-- TAREFAS PROPOSTAS --
1. Reescreva de forma mais concisa o parágrafo da passagem sobre Kirk e a ordem moral que se inicia com "Uma coisa é dizer", preservando seus fatos principais.
2. Prossiga a passagem sobre Kirk e a ordem moral a partir do ponto em que ela se interrompe, mantendo o mesmo tom argumentativo.

-- PASSAGEM --

Segundo Kirk, no entanto, a ordem moral parece ser um tipo de harmonia espiritual entre os homens e o “transcendente” (apelido politicamente correto de Deus) que envolve a todos e opera uma grande analogia entre alma e sociedade. Homem ordenado, sociedade ordenada: cada coisa em seu lugar, o cosmos operando sem atravanques. São imagens interessantes, mas até que ponto correspondem a algo real?

Uma coisa é dizer que o homem pode descobrir quais atos contribuem ou não com sua felicidade – uma ética objetiva e racional, que pode ser chamada de “ordem moral”. Coisa bem diferente é imaginar uma harmonia cósmica ao qual o homem tenha de se submeter; o que Kirk chama, no fim do texto, de “os altos deveres para com a ordem espiritual e a ordem temporal”. Essa é uma constante do conservadorismo: sob um linguajar vago, afirmar veladamente a necessidade da religião. Nossos antepassados é que sabiam mais, posto que no tempo deles a religião imperava. Eles pagavam seus altos deveres para com a ordem transcendente; nós, não.

Kirk diz com desdém que é “improvável” que façamos grandes avanços em matéria política ou moral. Então o improvável aconteceu. A ciência econômica foi descoberta em meados do século 18, revolucionada na década de 70 do século 19 e não parou de se desenvolver desde então. Essa ciência enterrou de uma vez por todas a crença antiquada que Kirk repete em pleno século 20: “Uma sociedade em que os homens e as mulheres são governados pela opinião em uma ordem moral perene, por um sentido forte de certo e errado, por convicções pessoais sobre a justiça e a honra, será uma boa sociedade — não importa a maquinaria política que utilize”. Isso é tão colossalmente equivocado que me parece mais razoável culpar esse tipo de opinião, e não a falta de crença numa ordem moral, pelos desastres socialistas e populistas do século 20.

-- MATERIAL FORNECIDO --

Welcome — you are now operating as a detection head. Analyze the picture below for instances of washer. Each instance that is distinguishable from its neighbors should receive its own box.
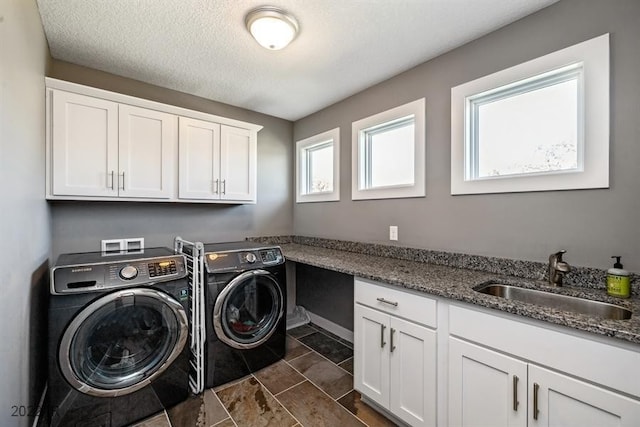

-- RESPOSTAS --
1. Descobrir racionalmente quais atos favorecem a felicidade humana, numa ética objetiva que se pode chamar de "ordem moral", é diferente de supor uma harmonia cósmica à qual o homem deva se submeter. Esta última corresponde ao que Kirk denomina "os altos deveres para com a ordem espiritual e a ordem temporal". O conservadorismo costuma recorrer a uma linguagem vaga para afirmar veladamente a necessidade da religião. Segundo essa visão, os antepassados sabiam mais porque viviam sob o domínio religioso e cumpriam tais deveres para com a ordem transcendente, ao contrário de nós.

2.
Não faltava crença numa ordem moral no mundo socialista e nem no nazifascista. Pelo contrário, eles reclamavam para si um ideal moral que se dizia superior ao do Ocidente “decadente”. A crítica ao mercado sempre passou pela incessante condenação moral: à ambição, ao lucro, aos juros, à desigualdade. Filósofos gregos; Santos Padres da Igreja; intelectuais do Partido. Daí se vê o caráter revolucionário do capitalismo.

A crença numa ordem moral duradoura estava firme e forte nos regimes socialistas e fascistas. Honestidade, trabalho, honra, família (sim, Stalin foi defensor da família); tudo isso era parte desses regimes que, ainda assim, foram nocivos.O que faltava a eles não era convicção moral, e sim o conhecimento do homem e da sociedadee a “maquinaria política” dele resultante.

A modernidade viu diversos avanços em questões morais: a aceitação da cobrança de juros, a condenação da tortura, o fim da pena capital ao homossexualismo, a descoberta de que o sexo não é mau ou sujo, o fim da escravidão, o fim da perseguição religiosa, a liberdade de consciência, os direitos da mulher. Avanços tecnológicos também tiveram impactos morais qualitativos na condição humana: imprensa, telecomunicações, anestesia, antibióticos, vacinas, computador, eletricidade, motor a combustão, internet. Seu impacto botou abaixo costumes e tradições anteriores, apesar do esforço conservador destes por se manter e impedir o novo.

Não há nada de errado com o argumento de que, dado que uma convenção durou milênios, na ausência de maiores informações, isso pesa em seu favor. A idade é um ponto favorável; mas tênue. Não perduram só coisas boas. As más também, desde que consigam estabelecer um sistema de incentivos que garanta sua continuidade. Essas devem ser destruídas.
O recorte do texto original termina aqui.